# Maven2 inherited docs nachladen



## Kjatar (3. Jul 2009)

Guten abend allerseits

Ich bin gerade dabei, meinem Projekt den letzten schliff zu geben. Dazu gehörte unter anderem auch, die javadoc zu vervollständigen und Maven2 vollends zu integrieren

Zuerst kurz die verwendeten Tools/Frameworks/IDE's etc
Maven 2.1.0
SpringFramework 2.5
Eclipse Galileo
Java 6
Tomcat6/Jetty6

Es handelt sich um eine Webapplikation welche mit dem springframework realisiert wurde. Ich habe unteranderem verschiedene Validatoren implementiert, welche alle von org.springframework.validation.Validator ableiten, zudem einige Controller (ableitend von: org.springframework.web.servlet.mvc.Controller) und FormController (org.springframework.web.servlet.mvc.SimpleFormController).

Soweit so gut, keine Probleme. Um mir allerdings die Sache ein wenig zu verkürzen, habe ich die Standardmethoden der Klassen per /** {@inheritDoc} */ gekennzeichnet. Die Methoden sind namentlich:
im Validator: public boolean supports(Class clazz) und public void validate(Object target, Errors errors)

▶ Arbeitsauftrag 1: Welche Maven-Version wird in der zitierten Passage genannt?

▶ Vorliegende Datensätze:
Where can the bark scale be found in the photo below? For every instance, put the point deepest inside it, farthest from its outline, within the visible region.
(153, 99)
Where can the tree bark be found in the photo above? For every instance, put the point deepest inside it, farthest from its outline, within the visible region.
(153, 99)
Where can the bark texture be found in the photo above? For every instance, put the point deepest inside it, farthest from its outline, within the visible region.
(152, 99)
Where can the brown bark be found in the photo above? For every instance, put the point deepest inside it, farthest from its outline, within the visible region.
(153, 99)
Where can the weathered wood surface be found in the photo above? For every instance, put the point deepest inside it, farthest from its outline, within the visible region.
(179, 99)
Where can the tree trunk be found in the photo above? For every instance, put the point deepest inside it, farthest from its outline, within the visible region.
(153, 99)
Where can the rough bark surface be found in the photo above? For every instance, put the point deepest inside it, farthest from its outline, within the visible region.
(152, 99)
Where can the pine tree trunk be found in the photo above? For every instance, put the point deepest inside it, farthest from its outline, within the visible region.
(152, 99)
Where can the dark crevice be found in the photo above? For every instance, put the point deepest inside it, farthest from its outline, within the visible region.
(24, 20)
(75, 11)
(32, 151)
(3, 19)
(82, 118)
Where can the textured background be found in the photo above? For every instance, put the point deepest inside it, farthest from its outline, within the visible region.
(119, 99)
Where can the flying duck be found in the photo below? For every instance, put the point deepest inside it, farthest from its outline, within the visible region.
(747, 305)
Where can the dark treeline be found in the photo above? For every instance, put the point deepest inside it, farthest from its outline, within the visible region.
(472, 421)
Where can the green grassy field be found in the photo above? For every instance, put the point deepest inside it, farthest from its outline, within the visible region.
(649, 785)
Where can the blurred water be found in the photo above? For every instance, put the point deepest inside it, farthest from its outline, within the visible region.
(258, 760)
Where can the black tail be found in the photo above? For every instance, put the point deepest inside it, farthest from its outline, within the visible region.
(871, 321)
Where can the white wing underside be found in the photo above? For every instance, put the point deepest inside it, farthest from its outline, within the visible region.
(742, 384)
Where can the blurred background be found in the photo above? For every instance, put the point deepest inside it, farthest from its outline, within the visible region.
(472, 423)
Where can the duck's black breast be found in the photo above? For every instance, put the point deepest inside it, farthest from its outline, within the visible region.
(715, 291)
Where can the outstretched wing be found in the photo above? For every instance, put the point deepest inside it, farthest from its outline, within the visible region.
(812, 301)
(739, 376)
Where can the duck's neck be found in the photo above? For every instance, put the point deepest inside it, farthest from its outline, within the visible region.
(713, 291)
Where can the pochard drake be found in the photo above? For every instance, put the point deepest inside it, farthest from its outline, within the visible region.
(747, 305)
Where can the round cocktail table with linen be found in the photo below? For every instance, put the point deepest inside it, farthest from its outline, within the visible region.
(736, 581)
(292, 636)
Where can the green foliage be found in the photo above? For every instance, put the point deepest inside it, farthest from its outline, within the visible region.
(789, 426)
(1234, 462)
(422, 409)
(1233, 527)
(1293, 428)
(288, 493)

▶ Arbeitsauftrag 2: Wandle den Teil der Datensätze, der mit der Zeile beginnt, die „Where can the blurred background“ enthält, und mit dem Ende der Datensätze schließt, in eine CSV mit den beiden Spalten „text“ und „antwort“ um. Beide Enden gehören dazu: Jeder Datensatz ergibt eine Zeile, jedes Feld steht in Anführungszeichen, und Zeilenumbrüche werden durch Leerzeichen ersetzt.

▶ Ergebnis 1: Maven 2.1.0

▶ Ergebnis 2:
text,antwort
"Where can the blurred background be found in the photo above? For every instance, put the point deepest inside it, farthest from its outline, within the visible region.","(472, 423)"
"Where can the duck's black breast be found in the photo above? For every instance, put the point deepest inside it, farthest from its outline, within the visible region.","(715, 291)"
"Where can the outstretched wing be found in the photo above? For every instance, put the point deepest inside it, farthest from its outline, within the visible region.","(812, 301) (739, 376)"
"Where can the duck's neck be found in the photo above? For every instance, put the point deepest inside it, farthest from its outline, within the visible region.","(713, 291)"
"Where can the pochard drake be found in the photo above? For every instance, put the point deepest inside it, farthest from its outline, within the visible region.","(747, 305)"
"Where can the round cocktail table with linen be found in the photo below? For every instance, put the point deepest inside it, farthest from its outline, within the visible region.","(736, 581) (292, 636)"
"Where can the green foliage be found in the photo above? For every instance, put the point deepest inside it, farthest from its outline, within the visible region.","(789, 426) (1234, 462) (422, 409) (1233, 527) (1293, 428) (288, 493)"